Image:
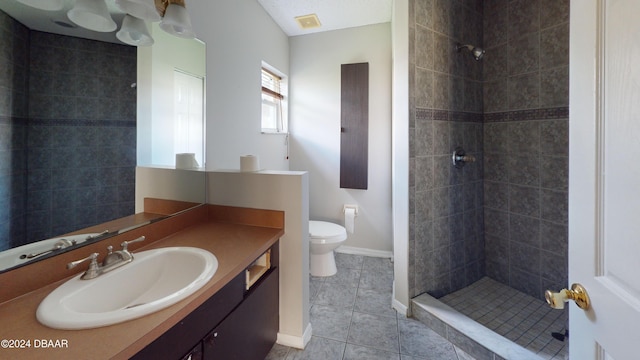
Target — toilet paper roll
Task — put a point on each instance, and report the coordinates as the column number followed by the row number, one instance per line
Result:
column 249, row 163
column 186, row 161
column 349, row 219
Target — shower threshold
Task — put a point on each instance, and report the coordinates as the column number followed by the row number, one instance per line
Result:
column 488, row 325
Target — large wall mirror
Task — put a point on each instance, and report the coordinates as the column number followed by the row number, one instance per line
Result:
column 77, row 116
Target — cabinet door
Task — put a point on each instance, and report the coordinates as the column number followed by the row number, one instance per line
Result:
column 250, row 330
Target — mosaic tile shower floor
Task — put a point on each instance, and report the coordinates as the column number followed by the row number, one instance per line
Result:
column 521, row 318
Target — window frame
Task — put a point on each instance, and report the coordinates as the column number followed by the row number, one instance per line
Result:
column 278, row 93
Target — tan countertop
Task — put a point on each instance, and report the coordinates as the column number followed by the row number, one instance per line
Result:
column 234, row 245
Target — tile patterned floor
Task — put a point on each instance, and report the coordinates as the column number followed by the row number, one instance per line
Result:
column 520, row 318
column 352, row 319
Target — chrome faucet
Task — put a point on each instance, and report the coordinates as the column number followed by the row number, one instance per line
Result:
column 113, row 260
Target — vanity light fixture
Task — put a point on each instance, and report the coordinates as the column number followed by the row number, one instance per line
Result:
column 49, row 5
column 134, row 32
column 176, row 19
column 142, row 9
column 92, row 15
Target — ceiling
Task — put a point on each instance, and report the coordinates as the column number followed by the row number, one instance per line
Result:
column 333, row 14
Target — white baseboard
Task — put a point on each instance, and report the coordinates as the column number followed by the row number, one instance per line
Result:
column 365, row 252
column 295, row 341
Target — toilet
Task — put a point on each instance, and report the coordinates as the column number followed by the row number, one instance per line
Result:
column 324, row 237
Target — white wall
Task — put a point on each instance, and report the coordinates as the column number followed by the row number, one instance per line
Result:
column 155, row 87
column 239, row 35
column 400, row 152
column 169, row 184
column 315, row 127
column 286, row 191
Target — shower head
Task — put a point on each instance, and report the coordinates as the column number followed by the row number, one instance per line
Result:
column 477, row 52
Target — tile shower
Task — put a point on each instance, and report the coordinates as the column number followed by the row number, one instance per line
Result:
column 68, row 133
column 504, row 216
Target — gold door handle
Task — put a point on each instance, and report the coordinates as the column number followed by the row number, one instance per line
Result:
column 577, row 293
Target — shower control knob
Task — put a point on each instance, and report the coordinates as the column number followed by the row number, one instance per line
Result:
column 459, row 158
column 577, row 293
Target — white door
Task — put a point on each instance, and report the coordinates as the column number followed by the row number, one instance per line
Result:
column 604, row 178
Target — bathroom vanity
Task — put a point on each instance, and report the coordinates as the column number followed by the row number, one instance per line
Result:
column 235, row 315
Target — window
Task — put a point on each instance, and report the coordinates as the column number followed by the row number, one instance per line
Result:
column 273, row 115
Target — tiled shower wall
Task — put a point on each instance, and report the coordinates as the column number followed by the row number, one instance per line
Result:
column 526, row 98
column 511, row 111
column 446, row 242
column 14, row 52
column 80, row 134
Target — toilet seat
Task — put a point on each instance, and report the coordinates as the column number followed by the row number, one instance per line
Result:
column 323, row 232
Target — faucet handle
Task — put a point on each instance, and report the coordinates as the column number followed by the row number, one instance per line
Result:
column 93, row 258
column 125, row 244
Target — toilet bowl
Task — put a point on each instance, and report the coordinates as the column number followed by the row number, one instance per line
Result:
column 324, row 237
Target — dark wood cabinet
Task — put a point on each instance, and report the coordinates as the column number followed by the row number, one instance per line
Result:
column 235, row 323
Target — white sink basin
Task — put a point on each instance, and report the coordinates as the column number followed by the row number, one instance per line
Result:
column 154, row 280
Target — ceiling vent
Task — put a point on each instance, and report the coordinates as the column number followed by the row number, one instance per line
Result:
column 308, row 21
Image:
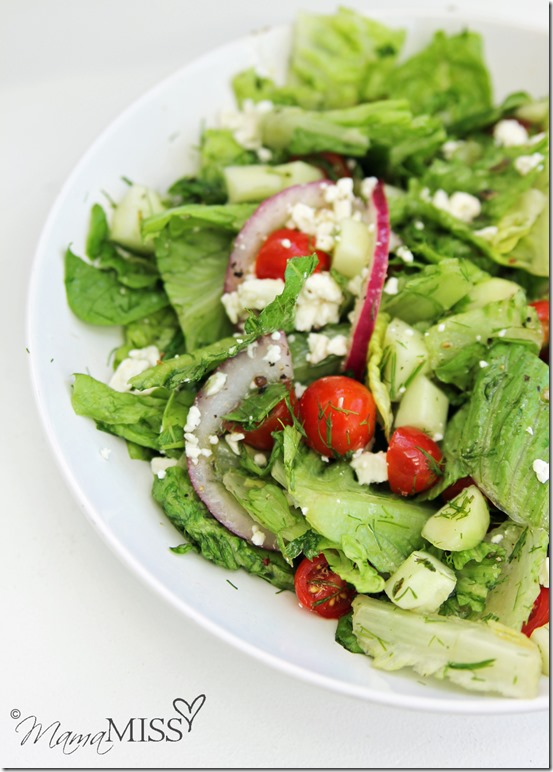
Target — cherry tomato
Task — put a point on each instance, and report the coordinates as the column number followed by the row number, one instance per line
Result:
column 413, row 461
column 321, row 590
column 338, row 415
column 333, row 165
column 542, row 310
column 280, row 246
column 539, row 615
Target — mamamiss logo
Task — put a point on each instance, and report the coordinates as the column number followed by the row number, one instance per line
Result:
column 137, row 729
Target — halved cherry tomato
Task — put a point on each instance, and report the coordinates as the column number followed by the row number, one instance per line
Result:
column 338, row 415
column 542, row 310
column 321, row 590
column 413, row 461
column 333, row 165
column 539, row 615
column 280, row 246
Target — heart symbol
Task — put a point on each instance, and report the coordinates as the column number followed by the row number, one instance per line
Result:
column 192, row 709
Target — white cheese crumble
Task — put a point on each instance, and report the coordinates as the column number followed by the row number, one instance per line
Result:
column 510, row 133
column 524, row 164
column 232, row 441
column 138, row 360
column 215, row 383
column 541, row 468
column 370, row 467
column 260, row 459
column 193, row 419
column 463, row 206
column 318, row 302
column 321, row 346
column 488, row 233
column 273, row 355
column 246, row 125
column 258, row 537
column 405, row 254
column 159, row 466
column 392, row 286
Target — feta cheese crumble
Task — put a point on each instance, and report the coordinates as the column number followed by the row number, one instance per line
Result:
column 159, row 466
column 524, row 164
column 370, row 467
column 321, row 346
column 463, row 206
column 138, row 360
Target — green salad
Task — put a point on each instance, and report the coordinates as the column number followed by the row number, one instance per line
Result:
column 334, row 348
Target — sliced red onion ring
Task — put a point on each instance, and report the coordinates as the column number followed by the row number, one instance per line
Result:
column 270, row 215
column 235, row 375
column 366, row 308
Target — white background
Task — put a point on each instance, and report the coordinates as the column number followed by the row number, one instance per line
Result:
column 82, row 637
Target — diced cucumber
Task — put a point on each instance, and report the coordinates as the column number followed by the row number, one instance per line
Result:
column 259, row 181
column 423, row 406
column 421, row 583
column 460, row 524
column 481, row 656
column 138, row 203
column 405, row 355
column 354, row 248
column 490, row 291
column 540, row 636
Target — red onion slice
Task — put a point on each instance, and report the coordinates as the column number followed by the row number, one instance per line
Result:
column 270, row 215
column 366, row 308
column 235, row 375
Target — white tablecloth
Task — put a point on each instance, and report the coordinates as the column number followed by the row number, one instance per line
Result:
column 82, row 637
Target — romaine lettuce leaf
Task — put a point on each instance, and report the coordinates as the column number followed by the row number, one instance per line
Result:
column 98, row 297
column 448, row 78
column 504, row 427
column 191, row 517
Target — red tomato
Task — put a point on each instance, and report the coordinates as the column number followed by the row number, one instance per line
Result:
column 542, row 310
column 413, row 461
column 338, row 415
column 280, row 246
column 321, row 590
column 539, row 615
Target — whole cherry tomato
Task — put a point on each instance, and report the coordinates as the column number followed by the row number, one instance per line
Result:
column 321, row 590
column 413, row 461
column 338, row 415
column 280, row 246
column 539, row 615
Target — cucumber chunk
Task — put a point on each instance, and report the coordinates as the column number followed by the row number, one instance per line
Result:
column 354, row 248
column 461, row 524
column 138, row 203
column 405, row 355
column 421, row 583
column 423, row 406
column 480, row 656
column 259, row 181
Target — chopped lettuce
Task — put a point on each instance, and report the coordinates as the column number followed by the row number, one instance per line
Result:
column 501, row 431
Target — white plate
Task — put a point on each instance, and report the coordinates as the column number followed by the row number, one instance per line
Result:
column 151, row 143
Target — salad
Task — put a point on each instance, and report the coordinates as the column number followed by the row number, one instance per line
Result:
column 335, row 348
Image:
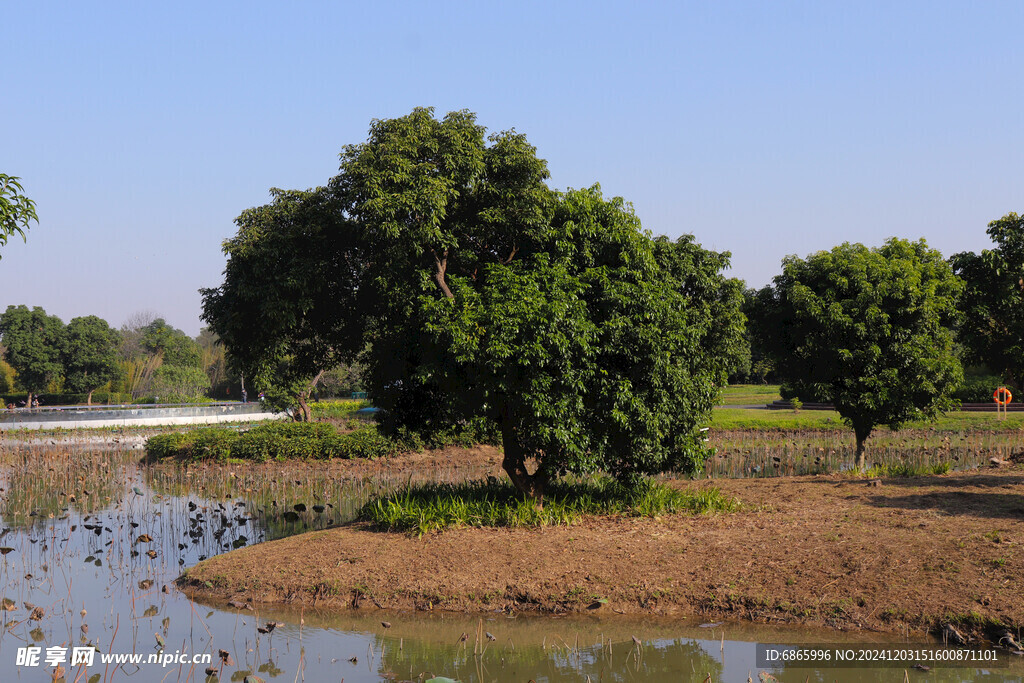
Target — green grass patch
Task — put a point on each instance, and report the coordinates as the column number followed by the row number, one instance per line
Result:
column 434, row 507
column 906, row 470
column 749, row 394
column 276, row 440
column 341, row 409
column 736, row 418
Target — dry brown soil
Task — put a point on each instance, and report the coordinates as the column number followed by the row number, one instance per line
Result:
column 903, row 554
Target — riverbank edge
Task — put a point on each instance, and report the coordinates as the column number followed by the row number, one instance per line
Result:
column 486, row 569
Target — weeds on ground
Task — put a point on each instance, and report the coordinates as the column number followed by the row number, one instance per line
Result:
column 434, row 507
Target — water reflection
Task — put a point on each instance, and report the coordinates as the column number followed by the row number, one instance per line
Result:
column 91, row 542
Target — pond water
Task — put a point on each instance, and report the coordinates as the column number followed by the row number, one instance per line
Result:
column 91, row 542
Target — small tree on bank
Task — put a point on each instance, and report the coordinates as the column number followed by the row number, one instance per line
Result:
column 993, row 300
column 867, row 329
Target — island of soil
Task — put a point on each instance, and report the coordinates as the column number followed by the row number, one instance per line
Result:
column 898, row 554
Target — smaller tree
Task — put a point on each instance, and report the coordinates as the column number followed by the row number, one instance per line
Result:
column 90, row 355
column 868, row 330
column 16, row 210
column 179, row 384
column 993, row 300
column 35, row 346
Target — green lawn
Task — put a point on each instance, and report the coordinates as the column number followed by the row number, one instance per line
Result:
column 734, row 418
column 749, row 394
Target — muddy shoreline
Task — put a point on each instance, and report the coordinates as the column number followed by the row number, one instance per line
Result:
column 906, row 555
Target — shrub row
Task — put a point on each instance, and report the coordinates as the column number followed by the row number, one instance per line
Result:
column 271, row 441
column 98, row 397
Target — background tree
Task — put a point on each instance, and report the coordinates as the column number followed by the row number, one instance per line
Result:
column 992, row 332
column 16, row 210
column 288, row 307
column 472, row 292
column 35, row 344
column 90, row 354
column 868, row 330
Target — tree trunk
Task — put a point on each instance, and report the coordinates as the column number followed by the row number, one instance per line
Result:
column 862, row 433
column 303, row 414
column 514, row 464
column 441, row 266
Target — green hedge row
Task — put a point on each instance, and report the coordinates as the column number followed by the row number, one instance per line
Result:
column 98, row 398
column 976, row 389
column 271, row 441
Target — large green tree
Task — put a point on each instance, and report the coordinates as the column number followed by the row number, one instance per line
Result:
column 90, row 354
column 35, row 344
column 470, row 291
column 992, row 332
column 16, row 210
column 869, row 330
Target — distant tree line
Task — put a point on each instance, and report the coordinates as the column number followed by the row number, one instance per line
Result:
column 145, row 359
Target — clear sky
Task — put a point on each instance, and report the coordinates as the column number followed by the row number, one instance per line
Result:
column 142, row 129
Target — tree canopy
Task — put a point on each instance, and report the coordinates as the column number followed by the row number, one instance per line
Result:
column 869, row 330
column 16, row 210
column 471, row 291
column 35, row 345
column 90, row 354
column 993, row 300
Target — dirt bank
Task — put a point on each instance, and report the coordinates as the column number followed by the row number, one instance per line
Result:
column 825, row 550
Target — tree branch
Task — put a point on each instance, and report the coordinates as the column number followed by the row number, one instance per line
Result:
column 441, row 263
column 515, row 249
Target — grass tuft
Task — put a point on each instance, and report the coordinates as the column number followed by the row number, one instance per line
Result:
column 906, row 470
column 435, row 507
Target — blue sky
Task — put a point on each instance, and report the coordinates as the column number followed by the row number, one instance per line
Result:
column 141, row 130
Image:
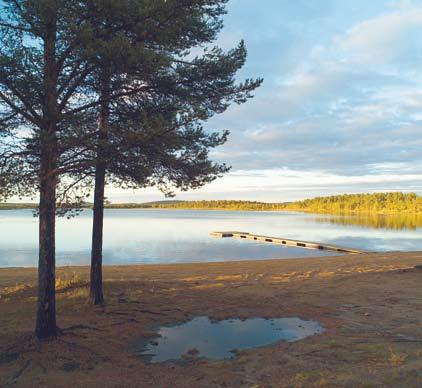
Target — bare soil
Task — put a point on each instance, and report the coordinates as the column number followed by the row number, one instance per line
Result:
column 370, row 305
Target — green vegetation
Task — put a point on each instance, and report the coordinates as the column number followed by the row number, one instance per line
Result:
column 381, row 203
column 407, row 205
column 377, row 203
column 12, row 206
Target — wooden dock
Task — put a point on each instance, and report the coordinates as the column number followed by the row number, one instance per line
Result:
column 287, row 242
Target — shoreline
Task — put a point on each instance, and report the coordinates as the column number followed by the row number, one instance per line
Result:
column 369, row 305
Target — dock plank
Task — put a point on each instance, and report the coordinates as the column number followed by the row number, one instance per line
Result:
column 287, row 242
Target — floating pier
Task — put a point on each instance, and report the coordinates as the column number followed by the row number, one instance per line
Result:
column 288, row 242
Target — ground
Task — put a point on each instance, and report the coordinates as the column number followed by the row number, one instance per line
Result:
column 369, row 304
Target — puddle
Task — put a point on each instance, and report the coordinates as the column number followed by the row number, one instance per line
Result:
column 202, row 338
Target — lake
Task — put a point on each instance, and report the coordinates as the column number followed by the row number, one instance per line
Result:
column 158, row 236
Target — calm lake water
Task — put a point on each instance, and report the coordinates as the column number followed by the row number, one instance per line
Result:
column 173, row 236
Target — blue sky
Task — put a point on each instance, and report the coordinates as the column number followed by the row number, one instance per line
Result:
column 341, row 105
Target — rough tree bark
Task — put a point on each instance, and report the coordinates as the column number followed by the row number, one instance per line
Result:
column 96, row 296
column 46, row 314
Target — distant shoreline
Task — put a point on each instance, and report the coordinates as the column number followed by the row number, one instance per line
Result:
column 395, row 203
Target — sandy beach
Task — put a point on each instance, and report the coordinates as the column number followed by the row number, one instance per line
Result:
column 369, row 304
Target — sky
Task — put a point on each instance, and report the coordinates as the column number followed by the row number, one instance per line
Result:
column 340, row 110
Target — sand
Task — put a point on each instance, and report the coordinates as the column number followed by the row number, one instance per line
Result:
column 369, row 304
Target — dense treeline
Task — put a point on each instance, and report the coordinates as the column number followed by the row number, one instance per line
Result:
column 377, row 203
column 222, row 205
column 370, row 203
column 348, row 203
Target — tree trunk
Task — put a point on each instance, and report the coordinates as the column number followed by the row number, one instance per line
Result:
column 46, row 314
column 96, row 287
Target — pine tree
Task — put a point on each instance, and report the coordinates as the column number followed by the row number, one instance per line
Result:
column 153, row 136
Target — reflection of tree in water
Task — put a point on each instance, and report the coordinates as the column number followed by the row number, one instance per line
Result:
column 377, row 221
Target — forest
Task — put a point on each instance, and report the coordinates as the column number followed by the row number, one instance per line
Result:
column 379, row 203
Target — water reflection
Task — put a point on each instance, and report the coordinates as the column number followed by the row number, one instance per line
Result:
column 219, row 340
column 137, row 236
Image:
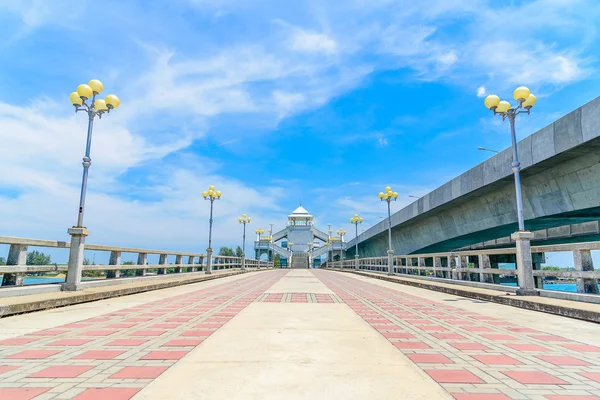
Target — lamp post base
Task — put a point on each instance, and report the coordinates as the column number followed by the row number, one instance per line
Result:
column 208, row 269
column 75, row 268
column 390, row 262
column 524, row 263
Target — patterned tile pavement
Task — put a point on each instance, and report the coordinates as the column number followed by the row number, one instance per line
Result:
column 115, row 355
column 473, row 356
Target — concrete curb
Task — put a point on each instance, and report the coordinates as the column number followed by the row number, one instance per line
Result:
column 82, row 297
column 525, row 302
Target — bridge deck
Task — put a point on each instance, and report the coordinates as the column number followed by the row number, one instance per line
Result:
column 300, row 334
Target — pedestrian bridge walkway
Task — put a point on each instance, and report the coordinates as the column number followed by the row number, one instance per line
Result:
column 297, row 334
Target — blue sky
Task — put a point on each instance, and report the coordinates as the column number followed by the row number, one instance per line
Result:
column 323, row 102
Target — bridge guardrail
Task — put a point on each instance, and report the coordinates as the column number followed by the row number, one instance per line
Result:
column 14, row 272
column 476, row 266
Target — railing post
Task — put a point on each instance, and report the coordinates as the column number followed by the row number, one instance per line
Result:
column 142, row 260
column 583, row 262
column 452, row 266
column 75, row 269
column 17, row 255
column 162, row 260
column 178, row 262
column 115, row 259
column 484, row 263
column 437, row 267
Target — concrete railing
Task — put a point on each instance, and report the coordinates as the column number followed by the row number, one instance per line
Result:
column 481, row 266
column 14, row 272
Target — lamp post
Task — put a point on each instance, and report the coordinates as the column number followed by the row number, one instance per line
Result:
column 244, row 219
column 95, row 108
column 522, row 237
column 341, row 232
column 271, row 241
column 388, row 197
column 259, row 232
column 356, row 220
column 211, row 195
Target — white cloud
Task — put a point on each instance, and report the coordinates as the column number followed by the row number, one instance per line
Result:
column 312, row 42
column 382, row 142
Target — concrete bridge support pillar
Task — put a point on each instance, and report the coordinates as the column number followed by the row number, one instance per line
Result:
column 409, row 265
column 437, row 267
column 162, row 260
column 524, row 263
column 484, row 263
column 464, row 263
column 178, row 262
column 583, row 262
column 452, row 266
column 115, row 259
column 208, row 269
column 421, row 261
column 75, row 269
column 17, row 255
column 142, row 260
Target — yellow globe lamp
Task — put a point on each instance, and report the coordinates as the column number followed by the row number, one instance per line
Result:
column 96, row 86
column 503, row 107
column 521, row 94
column 530, row 101
column 112, row 101
column 491, row 101
column 75, row 99
column 84, row 91
column 100, row 105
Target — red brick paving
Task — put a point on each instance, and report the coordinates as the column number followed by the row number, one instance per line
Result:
column 21, row 393
column 107, row 394
column 153, row 333
column 473, row 346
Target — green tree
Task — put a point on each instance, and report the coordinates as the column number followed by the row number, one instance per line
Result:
column 239, row 252
column 37, row 258
column 226, row 251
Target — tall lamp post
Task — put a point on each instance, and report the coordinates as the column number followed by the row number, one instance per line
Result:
column 356, row 220
column 522, row 237
column 388, row 197
column 341, row 232
column 259, row 232
column 244, row 219
column 94, row 108
column 211, row 195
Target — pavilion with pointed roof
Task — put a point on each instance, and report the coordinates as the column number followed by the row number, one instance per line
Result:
column 300, row 243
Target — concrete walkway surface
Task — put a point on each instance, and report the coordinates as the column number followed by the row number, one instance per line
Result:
column 297, row 334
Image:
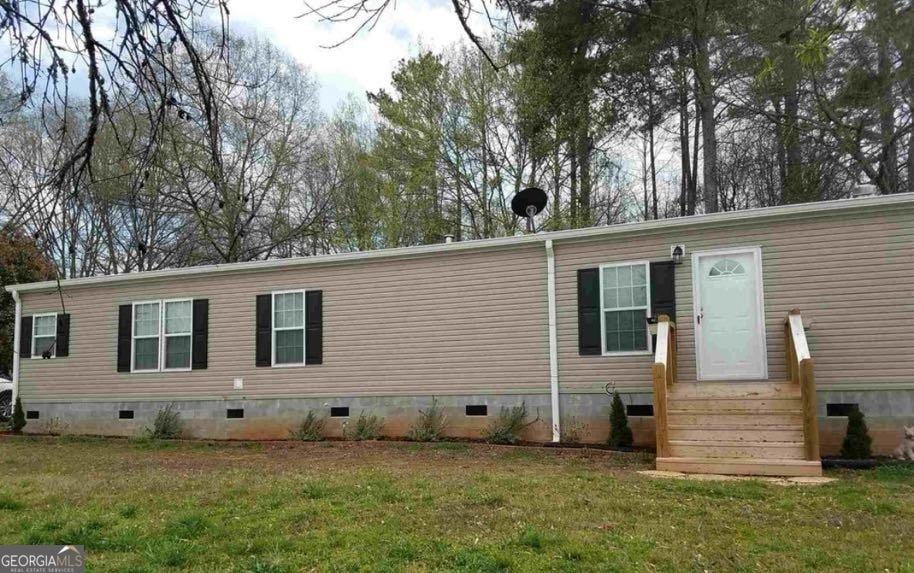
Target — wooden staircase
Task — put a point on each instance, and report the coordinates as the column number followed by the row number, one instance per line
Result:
column 746, row 428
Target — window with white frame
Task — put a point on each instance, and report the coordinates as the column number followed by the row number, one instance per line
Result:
column 162, row 335
column 178, row 330
column 625, row 306
column 44, row 335
column 289, row 328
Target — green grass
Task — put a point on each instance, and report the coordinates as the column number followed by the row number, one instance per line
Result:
column 341, row 506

DO THIS: Print the material from the line containing "Target — window with white frame" through the end of the material, copying every line exactly.

THE RESULT:
Target — window with white frame
Task — put a point on each instance, and report the coordinates as the column number followed by the row number, one instance per line
Result:
column 162, row 335
column 178, row 330
column 625, row 306
column 44, row 335
column 289, row 328
Target — green grass
Task — put a point on each instance, and report the coordinates as the column number followed by the row number, one instance per line
Result:
column 341, row 506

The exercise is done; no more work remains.